▶ [WHAT THE EXERCISE ASKS]: Copy every line of the material below. Multiply each x and y coordinate in the answer outlines by 2, and round each result to a whole number, with halves rounding up.

━━━━━━━━

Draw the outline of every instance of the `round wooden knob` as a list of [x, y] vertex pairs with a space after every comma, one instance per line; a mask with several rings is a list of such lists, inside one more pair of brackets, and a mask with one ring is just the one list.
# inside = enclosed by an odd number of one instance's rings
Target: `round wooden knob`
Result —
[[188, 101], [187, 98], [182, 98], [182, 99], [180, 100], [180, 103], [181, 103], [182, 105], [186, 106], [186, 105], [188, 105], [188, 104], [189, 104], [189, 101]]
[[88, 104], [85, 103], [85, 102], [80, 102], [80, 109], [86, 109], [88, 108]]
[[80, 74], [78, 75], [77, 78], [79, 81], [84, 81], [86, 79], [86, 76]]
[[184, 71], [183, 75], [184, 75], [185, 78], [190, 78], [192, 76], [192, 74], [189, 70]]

━━━━━━━━

▶ [PROBLEM SOLUTION]:
Draw the outline of every instance of the `round wooden knob` as a list of [x, y] vertex pairs with a space after every comma, one instance per line; a mask with several rings is a list of such lists, inside one more pair of brackets, and a mask with one ring is just the one list.
# inside = enclosed by an odd number of one instance's rings
Target: `round wooden knob`
Result —
[[376, 202], [374, 196], [364, 196], [364, 198], [360, 200], [360, 206], [362, 206], [364, 210], [372, 212], [372, 210], [376, 210], [376, 208], [378, 208], [378, 202]]
[[176, 208], [170, 206], [170, 204], [160, 204], [160, 218], [172, 218], [176, 216]]
[[160, 148], [156, 150], [154, 156], [158, 162], [168, 162], [172, 158], [172, 152]]
[[368, 142], [366, 150], [368, 150], [370, 156], [380, 156], [384, 152], [384, 148], [378, 140]]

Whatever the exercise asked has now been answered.